═══ TASK INPUTS
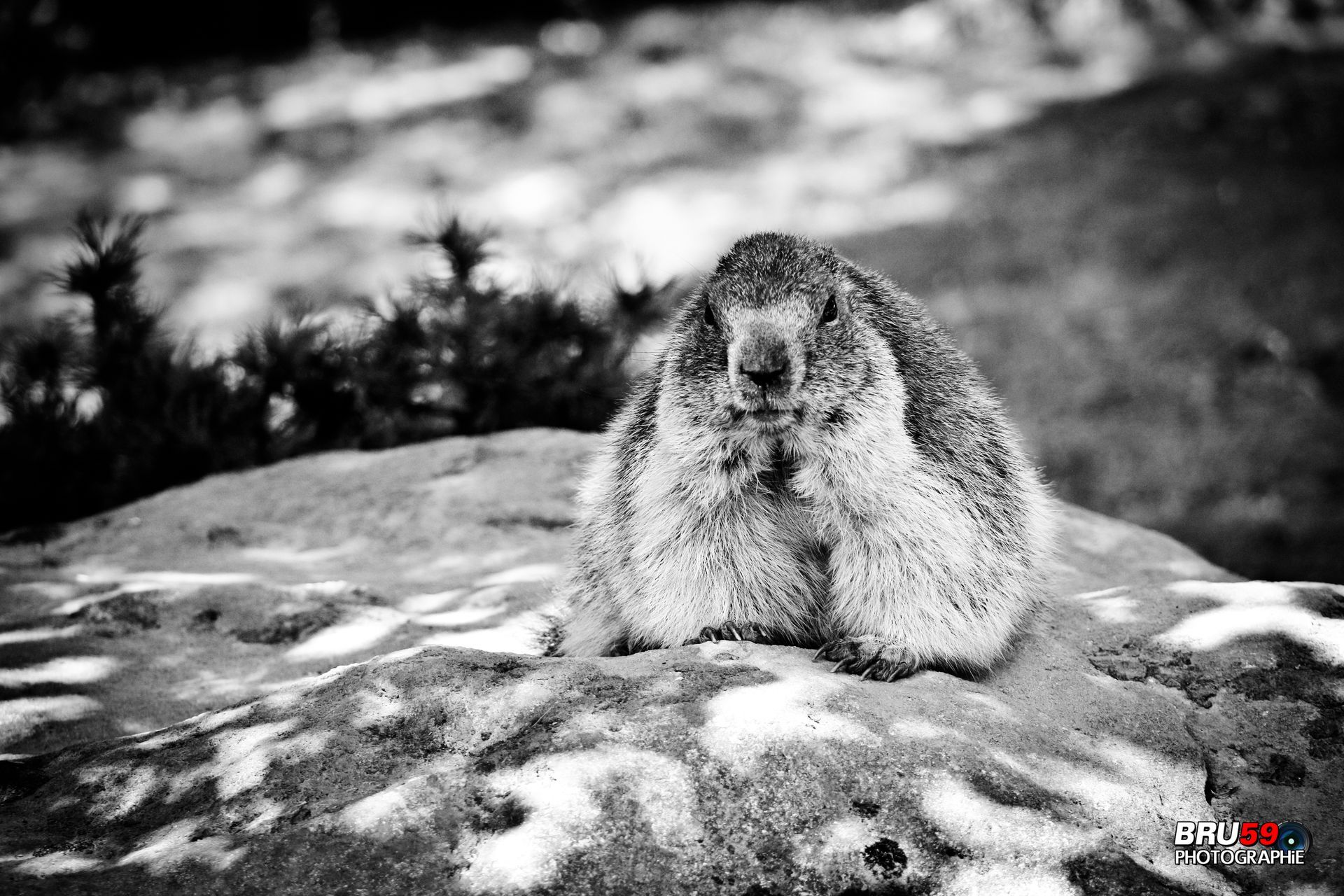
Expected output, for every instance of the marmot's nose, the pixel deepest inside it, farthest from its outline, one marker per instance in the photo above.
(766, 371)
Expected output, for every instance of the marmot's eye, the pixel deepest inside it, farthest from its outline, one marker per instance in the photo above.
(831, 312)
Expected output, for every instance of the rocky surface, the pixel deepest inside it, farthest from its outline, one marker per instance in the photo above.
(1155, 690)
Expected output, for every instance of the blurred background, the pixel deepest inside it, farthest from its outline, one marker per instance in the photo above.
(1129, 211)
══════
= WORK INSTRUCTIONS =
Lay out every line of the records above as a Markdown table with two columns, Row for the line number and Line for its text, and skip any blank lines. Leave the pictures out.

= FULL ANSWER =
| Row | Line |
|---|---|
| 1 | Expected output, for every instance of the marmot's nose, the pixel deepest inside it, farthest from its outline, one marker per instance in the photo above. |
| 2 | (766, 371) |
| 3 | Expected output, for every instance of the marmot's eye, the pixel deepest inside it, farthest from its outline, one marker per instance in the photo above. |
| 4 | (831, 312) |
| 5 | Expected output, for every instance of the rocky surface, the pixel deepest inside it, farthest from its outline, one marker per instance in the photo above. |
| 6 | (1155, 690) |
| 7 | Expected output, for every instance of the blurred background, the pixel deepest inside it, farthest from its outline, one marker per instance in the photo above. |
| 8 | (1129, 211) |